### GOAL OF THE EXERCISE:
The range to reproduce runs from the line containing "Where can the rivet" through the last line of the listing below; give exactly those lines and no others.

### INFORMATION PROVIDED:
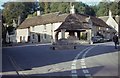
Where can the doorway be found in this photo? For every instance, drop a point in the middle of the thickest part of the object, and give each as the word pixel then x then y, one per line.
pixel 38 37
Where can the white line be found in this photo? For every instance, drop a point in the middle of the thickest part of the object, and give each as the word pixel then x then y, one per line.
pixel 83 63
pixel 73 67
pixel 87 74
pixel 74 75
pixel 85 71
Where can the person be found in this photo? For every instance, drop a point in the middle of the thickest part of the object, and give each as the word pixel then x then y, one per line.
pixel 115 40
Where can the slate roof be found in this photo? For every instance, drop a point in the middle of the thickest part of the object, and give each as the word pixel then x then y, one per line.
pixel 43 19
pixel 79 22
pixel 70 21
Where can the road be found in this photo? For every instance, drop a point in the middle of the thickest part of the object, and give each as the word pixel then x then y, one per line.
pixel 39 60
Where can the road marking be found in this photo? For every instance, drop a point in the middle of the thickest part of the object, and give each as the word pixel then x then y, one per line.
pixel 87 74
pixel 73 66
pixel 85 71
pixel 83 65
pixel 74 71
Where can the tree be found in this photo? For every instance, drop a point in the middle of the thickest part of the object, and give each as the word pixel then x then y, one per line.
pixel 103 9
pixel 63 7
pixel 12 10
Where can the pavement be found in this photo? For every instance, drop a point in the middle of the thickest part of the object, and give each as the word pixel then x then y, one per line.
pixel 39 60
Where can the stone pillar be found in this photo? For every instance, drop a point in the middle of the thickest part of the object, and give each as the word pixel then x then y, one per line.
pixel 78 35
pixel 89 36
pixel 63 33
pixel 56 36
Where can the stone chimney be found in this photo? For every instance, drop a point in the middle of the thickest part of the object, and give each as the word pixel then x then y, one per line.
pixel 38 13
pixel 110 13
pixel 38 8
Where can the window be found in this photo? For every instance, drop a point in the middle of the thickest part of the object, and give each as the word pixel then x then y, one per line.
pixel 33 36
pixel 33 28
pixel 44 27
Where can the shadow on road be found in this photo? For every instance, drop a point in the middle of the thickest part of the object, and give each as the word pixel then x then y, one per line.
pixel 38 56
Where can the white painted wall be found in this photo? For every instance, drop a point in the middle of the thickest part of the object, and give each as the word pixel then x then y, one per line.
pixel 22 32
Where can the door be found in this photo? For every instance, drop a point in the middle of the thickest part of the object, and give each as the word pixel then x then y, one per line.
pixel 38 37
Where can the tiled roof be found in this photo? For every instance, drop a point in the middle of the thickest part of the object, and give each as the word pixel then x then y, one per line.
pixel 79 21
pixel 43 19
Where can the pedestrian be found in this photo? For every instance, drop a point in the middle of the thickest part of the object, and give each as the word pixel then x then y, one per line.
pixel 115 40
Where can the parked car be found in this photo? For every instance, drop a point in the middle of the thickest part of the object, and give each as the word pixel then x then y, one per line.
pixel 96 39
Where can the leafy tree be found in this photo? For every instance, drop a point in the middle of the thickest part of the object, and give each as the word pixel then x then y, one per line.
pixel 103 9
pixel 63 7
pixel 54 7
pixel 14 9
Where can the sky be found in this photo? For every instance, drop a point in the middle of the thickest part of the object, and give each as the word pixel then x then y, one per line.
pixel 89 2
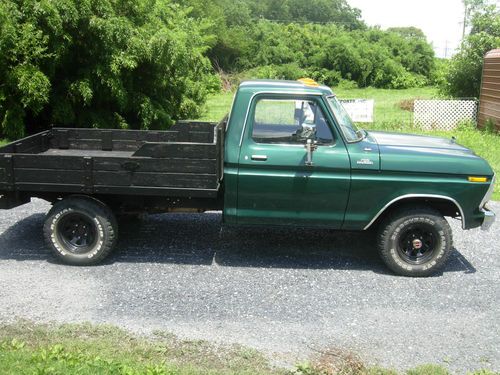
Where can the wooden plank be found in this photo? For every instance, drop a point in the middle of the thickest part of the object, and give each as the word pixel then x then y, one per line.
pixel 111 178
pixel 197 181
pixel 188 181
pixel 107 140
pixel 158 165
pixel 157 136
pixel 9 172
pixel 178 150
pixel 49 176
pixel 48 162
pixel 88 174
pixel 53 187
pixel 157 191
pixel 63 139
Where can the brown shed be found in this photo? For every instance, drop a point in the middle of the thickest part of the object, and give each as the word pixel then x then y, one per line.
pixel 489 100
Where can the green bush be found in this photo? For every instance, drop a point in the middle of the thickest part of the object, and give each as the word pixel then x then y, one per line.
pixel 463 77
pixel 100 63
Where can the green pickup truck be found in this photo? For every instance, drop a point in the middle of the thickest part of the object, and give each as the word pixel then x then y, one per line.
pixel 288 154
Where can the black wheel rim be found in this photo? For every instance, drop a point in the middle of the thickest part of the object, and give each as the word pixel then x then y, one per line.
pixel 77 232
pixel 418 243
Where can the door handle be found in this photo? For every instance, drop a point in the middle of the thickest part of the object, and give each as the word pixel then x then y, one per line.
pixel 259 157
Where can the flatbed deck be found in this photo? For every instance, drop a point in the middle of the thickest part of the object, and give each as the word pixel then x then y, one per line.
pixel 185 161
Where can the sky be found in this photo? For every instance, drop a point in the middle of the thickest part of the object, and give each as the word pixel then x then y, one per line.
pixel 440 20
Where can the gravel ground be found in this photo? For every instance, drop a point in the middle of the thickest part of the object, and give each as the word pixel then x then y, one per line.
pixel 290 293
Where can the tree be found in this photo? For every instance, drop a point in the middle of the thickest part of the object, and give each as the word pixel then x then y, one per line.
pixel 99 63
pixel 464 75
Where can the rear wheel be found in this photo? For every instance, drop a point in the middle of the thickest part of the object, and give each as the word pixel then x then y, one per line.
pixel 80 230
pixel 415 241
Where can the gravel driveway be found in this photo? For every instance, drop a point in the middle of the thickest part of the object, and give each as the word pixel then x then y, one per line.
pixel 289 293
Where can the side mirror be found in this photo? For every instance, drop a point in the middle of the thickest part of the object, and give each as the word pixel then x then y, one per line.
pixel 310 146
pixel 308 131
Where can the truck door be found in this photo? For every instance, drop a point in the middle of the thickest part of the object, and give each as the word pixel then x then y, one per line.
pixel 276 184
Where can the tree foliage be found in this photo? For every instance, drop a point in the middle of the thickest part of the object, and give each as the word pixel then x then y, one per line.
pixel 463 78
pixel 323 39
pixel 99 63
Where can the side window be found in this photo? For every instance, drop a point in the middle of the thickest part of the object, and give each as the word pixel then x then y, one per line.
pixel 290 121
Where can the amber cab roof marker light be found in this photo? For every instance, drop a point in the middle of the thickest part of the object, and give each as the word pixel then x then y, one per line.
pixel 308 82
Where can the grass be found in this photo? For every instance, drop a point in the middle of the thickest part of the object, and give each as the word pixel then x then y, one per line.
pixel 28 348
pixel 390 116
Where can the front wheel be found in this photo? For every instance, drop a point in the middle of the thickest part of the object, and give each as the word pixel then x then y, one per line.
pixel 80 230
pixel 415 241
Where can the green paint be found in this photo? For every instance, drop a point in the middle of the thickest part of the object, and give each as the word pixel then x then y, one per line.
pixel 349 183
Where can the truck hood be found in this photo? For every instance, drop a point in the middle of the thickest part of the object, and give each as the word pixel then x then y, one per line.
pixel 412 141
pixel 424 154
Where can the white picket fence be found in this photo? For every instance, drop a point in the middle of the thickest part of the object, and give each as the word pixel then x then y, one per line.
pixel 443 114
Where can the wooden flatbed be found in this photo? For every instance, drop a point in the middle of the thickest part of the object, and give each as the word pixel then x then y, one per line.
pixel 186 161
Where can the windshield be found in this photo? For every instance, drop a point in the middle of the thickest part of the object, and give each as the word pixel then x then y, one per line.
pixel 351 132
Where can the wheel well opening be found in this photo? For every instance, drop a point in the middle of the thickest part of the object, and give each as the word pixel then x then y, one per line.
pixel 444 206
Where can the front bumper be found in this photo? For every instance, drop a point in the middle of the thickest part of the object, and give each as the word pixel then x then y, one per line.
pixel 489 219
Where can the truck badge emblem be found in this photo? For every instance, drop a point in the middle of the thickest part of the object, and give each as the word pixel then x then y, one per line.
pixel 365 162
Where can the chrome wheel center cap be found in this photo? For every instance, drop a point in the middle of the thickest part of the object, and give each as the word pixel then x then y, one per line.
pixel 417 244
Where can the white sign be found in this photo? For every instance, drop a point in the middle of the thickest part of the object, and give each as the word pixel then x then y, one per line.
pixel 360 110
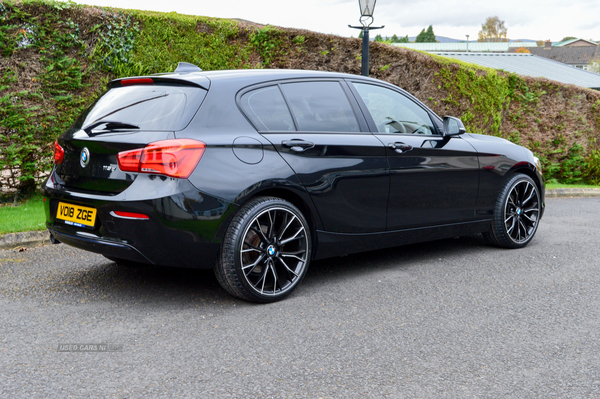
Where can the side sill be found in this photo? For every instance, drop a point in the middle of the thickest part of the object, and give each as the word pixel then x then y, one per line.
pixel 340 244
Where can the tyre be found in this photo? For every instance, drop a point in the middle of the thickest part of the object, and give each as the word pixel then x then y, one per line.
pixel 266 251
pixel 516 214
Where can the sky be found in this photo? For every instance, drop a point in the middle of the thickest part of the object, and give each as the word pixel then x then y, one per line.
pixel 529 19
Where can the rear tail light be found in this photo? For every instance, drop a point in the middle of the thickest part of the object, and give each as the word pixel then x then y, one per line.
pixel 59 153
pixel 129 215
pixel 174 158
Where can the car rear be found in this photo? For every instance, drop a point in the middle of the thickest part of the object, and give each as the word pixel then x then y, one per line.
pixel 120 184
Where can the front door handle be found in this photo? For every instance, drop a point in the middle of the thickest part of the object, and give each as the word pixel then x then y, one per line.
pixel 400 147
pixel 298 145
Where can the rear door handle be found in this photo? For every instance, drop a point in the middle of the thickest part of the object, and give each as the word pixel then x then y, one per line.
pixel 298 145
pixel 400 147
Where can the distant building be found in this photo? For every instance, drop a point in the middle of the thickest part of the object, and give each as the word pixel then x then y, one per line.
pixel 577 53
pixel 477 47
pixel 575 43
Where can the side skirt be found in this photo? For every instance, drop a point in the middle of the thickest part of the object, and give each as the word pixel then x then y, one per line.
pixel 340 244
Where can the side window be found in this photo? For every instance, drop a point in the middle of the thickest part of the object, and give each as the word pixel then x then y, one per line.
pixel 393 112
pixel 267 110
pixel 320 107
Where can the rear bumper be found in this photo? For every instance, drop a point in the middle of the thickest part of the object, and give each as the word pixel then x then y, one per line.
pixel 93 243
pixel 184 226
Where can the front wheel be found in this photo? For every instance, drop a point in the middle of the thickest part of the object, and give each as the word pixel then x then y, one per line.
pixel 266 251
pixel 517 213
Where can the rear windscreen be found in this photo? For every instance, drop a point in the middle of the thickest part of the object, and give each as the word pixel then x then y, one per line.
pixel 158 107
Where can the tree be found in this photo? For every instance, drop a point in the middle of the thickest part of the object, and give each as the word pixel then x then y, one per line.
pixel 493 30
pixel 426 36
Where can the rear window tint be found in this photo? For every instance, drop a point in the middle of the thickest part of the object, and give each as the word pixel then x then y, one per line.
pixel 153 108
pixel 320 107
pixel 267 110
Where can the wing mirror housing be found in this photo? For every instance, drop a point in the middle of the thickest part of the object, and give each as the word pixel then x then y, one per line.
pixel 453 126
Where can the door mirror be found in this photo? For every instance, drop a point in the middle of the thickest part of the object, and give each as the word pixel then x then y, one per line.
pixel 453 126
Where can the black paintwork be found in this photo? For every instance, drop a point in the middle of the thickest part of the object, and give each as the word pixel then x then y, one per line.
pixel 359 191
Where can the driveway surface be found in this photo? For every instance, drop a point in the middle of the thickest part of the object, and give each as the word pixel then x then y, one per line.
pixel 453 318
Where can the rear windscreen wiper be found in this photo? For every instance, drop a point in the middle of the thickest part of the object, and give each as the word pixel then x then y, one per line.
pixel 110 125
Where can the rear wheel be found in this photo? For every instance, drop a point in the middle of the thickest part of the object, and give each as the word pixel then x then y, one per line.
pixel 517 213
pixel 266 251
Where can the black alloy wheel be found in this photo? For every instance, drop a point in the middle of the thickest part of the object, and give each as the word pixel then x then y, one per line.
pixel 517 213
pixel 266 251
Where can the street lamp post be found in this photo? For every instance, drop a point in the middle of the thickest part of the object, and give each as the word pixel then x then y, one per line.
pixel 366 19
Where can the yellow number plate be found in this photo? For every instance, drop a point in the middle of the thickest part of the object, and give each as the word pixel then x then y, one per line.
pixel 76 215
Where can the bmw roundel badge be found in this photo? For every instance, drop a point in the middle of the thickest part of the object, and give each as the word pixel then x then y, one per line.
pixel 84 158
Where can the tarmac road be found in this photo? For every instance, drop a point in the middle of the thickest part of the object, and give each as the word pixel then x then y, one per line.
pixel 452 318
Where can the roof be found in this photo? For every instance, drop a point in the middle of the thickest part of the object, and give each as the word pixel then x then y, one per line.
pixel 462 46
pixel 568 42
pixel 530 65
pixel 578 55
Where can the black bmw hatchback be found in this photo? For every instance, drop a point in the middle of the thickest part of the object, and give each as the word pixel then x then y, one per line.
pixel 254 173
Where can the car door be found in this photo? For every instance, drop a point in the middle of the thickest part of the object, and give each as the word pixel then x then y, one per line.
pixel 433 178
pixel 315 128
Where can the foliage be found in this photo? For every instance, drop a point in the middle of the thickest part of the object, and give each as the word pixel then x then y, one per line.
pixel 492 30
pixel 33 113
pixel 426 36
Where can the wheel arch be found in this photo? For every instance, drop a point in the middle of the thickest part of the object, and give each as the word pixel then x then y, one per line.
pixel 528 169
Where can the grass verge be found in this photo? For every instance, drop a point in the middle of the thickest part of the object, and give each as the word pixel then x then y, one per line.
pixel 24 216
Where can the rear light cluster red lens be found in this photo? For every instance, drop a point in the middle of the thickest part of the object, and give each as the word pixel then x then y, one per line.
pixel 174 158
pixel 130 215
pixel 59 153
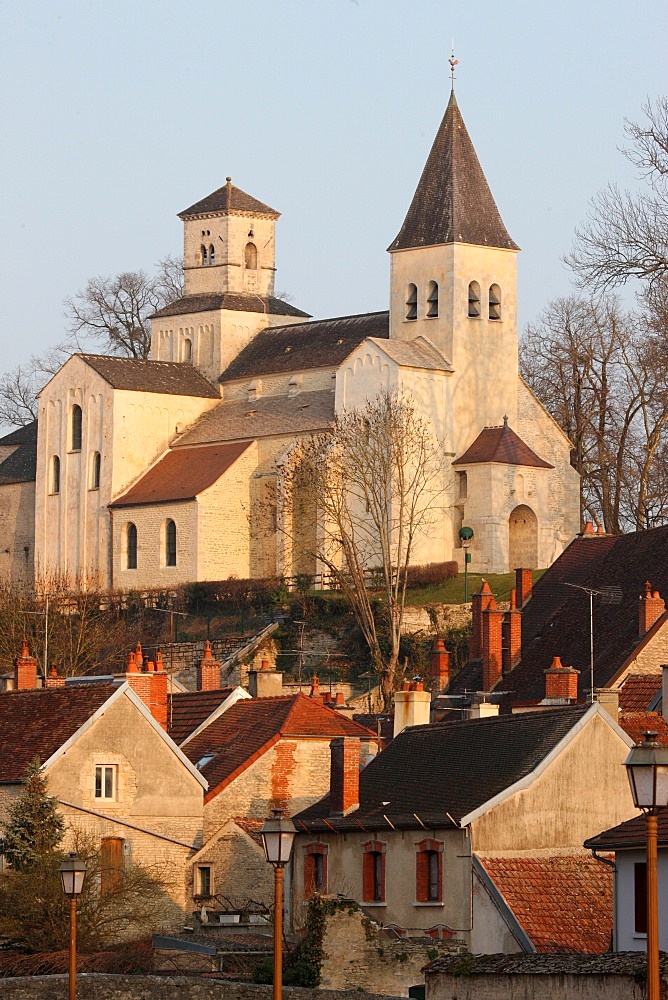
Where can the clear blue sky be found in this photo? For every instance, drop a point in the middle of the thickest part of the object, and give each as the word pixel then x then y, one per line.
pixel 116 115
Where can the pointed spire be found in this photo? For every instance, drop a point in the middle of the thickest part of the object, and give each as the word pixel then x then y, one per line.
pixel 453 202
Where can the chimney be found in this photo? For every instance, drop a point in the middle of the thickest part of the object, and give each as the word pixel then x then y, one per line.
pixel 412 707
pixel 492 646
pixel 265 682
pixel 25 670
pixel 523 586
pixel 561 683
pixel 650 607
pixel 344 780
pixel 440 667
pixel 53 680
pixel 480 601
pixel 208 671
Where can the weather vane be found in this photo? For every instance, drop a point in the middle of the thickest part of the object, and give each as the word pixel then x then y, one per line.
pixel 453 62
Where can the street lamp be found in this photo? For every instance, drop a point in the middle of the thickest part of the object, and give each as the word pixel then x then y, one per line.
pixel 647 769
pixel 466 537
pixel 278 834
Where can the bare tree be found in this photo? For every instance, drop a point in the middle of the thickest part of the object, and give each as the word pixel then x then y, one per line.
pixel 359 498
pixel 626 235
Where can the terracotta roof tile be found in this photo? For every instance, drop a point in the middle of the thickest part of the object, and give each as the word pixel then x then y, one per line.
pixel 503 445
pixel 182 474
pixel 453 202
pixel 321 343
pixel 638 691
pixel 563 903
pixel 36 723
pixel 190 709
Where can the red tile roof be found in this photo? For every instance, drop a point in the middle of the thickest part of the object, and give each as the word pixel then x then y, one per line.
pixel 182 474
pixel 638 691
pixel 36 723
pixel 503 445
pixel 190 709
pixel 251 727
pixel 635 724
pixel 563 903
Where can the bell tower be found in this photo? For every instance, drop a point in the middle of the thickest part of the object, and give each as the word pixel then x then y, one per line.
pixel 453 280
pixel 229 244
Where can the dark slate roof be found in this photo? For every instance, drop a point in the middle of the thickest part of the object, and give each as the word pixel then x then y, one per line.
pixel 251 727
pixel 182 474
pixel 563 903
pixel 228 200
pixel 170 377
pixel 447 770
pixel 453 202
pixel 21 465
pixel 237 419
pixel 188 710
pixel 229 300
pixel 36 723
pixel 501 444
pixel 632 833
pixel 319 344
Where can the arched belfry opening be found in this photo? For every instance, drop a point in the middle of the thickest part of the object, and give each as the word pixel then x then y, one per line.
pixel 523 538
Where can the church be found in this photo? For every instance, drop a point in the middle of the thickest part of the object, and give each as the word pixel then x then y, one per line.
pixel 158 472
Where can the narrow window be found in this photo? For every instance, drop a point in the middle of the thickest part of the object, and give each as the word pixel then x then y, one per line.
pixel 494 302
pixel 76 428
pixel 131 545
pixel 411 302
pixel 432 300
pixel 54 485
pixel 474 299
pixel 105 782
pixel 170 543
pixel 95 466
pixel 250 257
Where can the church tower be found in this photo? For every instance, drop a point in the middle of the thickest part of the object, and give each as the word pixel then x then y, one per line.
pixel 453 280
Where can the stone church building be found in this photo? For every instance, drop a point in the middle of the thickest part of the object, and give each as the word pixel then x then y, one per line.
pixel 153 473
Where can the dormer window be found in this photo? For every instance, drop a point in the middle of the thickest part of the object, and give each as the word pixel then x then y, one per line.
pixel 411 302
pixel 250 257
pixel 432 300
pixel 494 302
pixel 474 300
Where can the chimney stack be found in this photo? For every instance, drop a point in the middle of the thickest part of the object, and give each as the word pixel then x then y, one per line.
pixel 25 670
pixel 344 782
pixel 561 683
pixel 650 607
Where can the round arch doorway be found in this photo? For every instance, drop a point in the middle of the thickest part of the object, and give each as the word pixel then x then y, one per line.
pixel 523 538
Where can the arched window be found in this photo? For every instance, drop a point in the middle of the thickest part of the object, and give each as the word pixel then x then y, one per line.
pixel 54 485
pixel 170 543
pixel 474 299
pixel 250 257
pixel 131 545
pixel 411 302
pixel 432 300
pixel 494 302
pixel 95 465
pixel 76 428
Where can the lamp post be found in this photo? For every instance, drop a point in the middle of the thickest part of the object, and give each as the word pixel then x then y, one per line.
pixel 466 537
pixel 72 873
pixel 647 769
pixel 278 834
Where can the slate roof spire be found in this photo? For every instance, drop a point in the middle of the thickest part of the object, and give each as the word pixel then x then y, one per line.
pixel 453 202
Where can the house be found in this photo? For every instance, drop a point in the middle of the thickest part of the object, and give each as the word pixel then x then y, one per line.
pixel 140 461
pixel 118 777
pixel 421 840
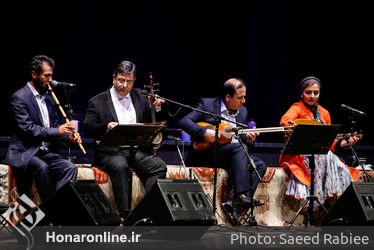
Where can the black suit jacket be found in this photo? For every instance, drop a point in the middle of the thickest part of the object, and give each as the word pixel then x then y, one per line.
pixel 29 129
pixel 100 111
pixel 212 105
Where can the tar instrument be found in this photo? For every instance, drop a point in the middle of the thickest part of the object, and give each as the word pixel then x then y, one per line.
pixel 64 115
pixel 151 87
pixel 225 133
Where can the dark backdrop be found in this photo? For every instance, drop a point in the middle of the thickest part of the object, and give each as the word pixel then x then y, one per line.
pixel 193 47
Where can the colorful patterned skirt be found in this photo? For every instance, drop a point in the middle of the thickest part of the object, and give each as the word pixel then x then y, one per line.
pixel 331 179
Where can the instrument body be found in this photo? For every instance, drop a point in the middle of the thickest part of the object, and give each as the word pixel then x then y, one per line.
pixel 64 115
pixel 225 134
pixel 157 142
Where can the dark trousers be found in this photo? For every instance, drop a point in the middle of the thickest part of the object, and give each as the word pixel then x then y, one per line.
pixel 148 168
pixel 50 171
pixel 232 158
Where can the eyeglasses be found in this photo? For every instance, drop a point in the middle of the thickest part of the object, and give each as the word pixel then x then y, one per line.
pixel 120 80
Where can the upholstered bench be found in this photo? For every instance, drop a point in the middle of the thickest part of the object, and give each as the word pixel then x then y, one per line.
pixel 271 191
pixel 276 211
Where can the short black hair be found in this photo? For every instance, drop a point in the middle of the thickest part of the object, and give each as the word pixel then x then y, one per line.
pixel 230 87
pixel 125 67
pixel 36 63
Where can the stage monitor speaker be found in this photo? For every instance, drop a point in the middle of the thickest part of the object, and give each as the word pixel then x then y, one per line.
pixel 355 207
pixel 79 203
pixel 173 202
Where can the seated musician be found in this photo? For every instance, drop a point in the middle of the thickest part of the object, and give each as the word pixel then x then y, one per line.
pixel 332 176
pixel 33 149
pixel 231 156
pixel 122 104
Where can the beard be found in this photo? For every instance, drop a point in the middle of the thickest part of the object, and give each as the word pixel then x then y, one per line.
pixel 40 86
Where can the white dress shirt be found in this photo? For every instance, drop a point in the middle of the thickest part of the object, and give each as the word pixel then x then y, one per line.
pixel 225 113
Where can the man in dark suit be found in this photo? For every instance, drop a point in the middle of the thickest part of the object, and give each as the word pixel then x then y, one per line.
pixel 33 147
pixel 231 156
pixel 122 104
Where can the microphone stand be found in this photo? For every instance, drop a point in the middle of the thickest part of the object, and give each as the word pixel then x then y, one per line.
pixel 355 156
pixel 251 167
pixel 218 120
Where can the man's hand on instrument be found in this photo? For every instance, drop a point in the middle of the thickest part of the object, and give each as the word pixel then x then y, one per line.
pixel 157 102
pixel 75 138
pixel 66 128
pixel 111 125
pixel 251 136
pixel 352 140
pixel 210 135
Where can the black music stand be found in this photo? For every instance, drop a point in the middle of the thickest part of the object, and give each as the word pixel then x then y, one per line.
pixel 132 135
pixel 310 140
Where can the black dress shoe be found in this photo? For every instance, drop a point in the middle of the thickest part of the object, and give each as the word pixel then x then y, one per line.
pixel 244 200
pixel 241 200
pixel 230 210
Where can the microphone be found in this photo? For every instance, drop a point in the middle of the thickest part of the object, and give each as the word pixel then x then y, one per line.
pixel 62 84
pixel 355 111
pixel 173 138
pixel 145 92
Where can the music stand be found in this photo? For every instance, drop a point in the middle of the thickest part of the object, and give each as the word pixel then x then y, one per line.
pixel 310 140
pixel 132 135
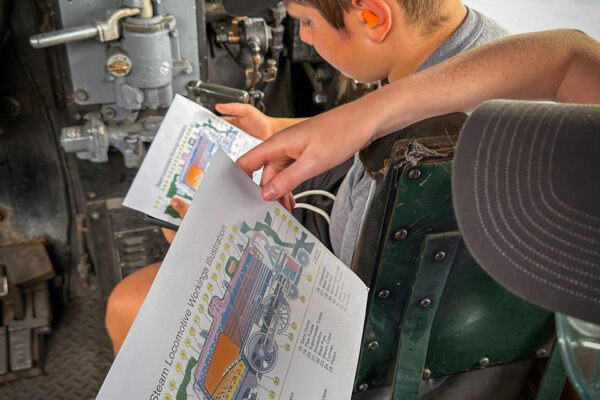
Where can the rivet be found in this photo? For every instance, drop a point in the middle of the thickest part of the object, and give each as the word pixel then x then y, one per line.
pixel 425 303
pixel 414 173
pixel 81 95
pixel 109 113
pixel 401 234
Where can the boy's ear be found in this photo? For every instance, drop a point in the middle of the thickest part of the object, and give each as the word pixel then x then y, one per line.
pixel 376 15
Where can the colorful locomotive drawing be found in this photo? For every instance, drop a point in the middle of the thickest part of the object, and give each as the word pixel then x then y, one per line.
pixel 196 161
pixel 240 346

### REPLY:
Where can the rivet be found in this photo? For every instance, drop a point in the middle of the thickest part of the object, and give each as the word pixel then x then y, one per line.
pixel 425 303
pixel 414 173
pixel 81 95
pixel 109 113
pixel 401 234
Where can the boy's ear be found in this photo? For every instance, drop a point in the middle of the thickest part of the object, and give each as the word pixel then x then y, one per line.
pixel 376 15
Where can the colorful locomotive drawing be found in this photo? For every instance, drop a point in the middle of the thickest part of the object, and give each as the word pixel then x then y, one per line.
pixel 196 161
pixel 240 346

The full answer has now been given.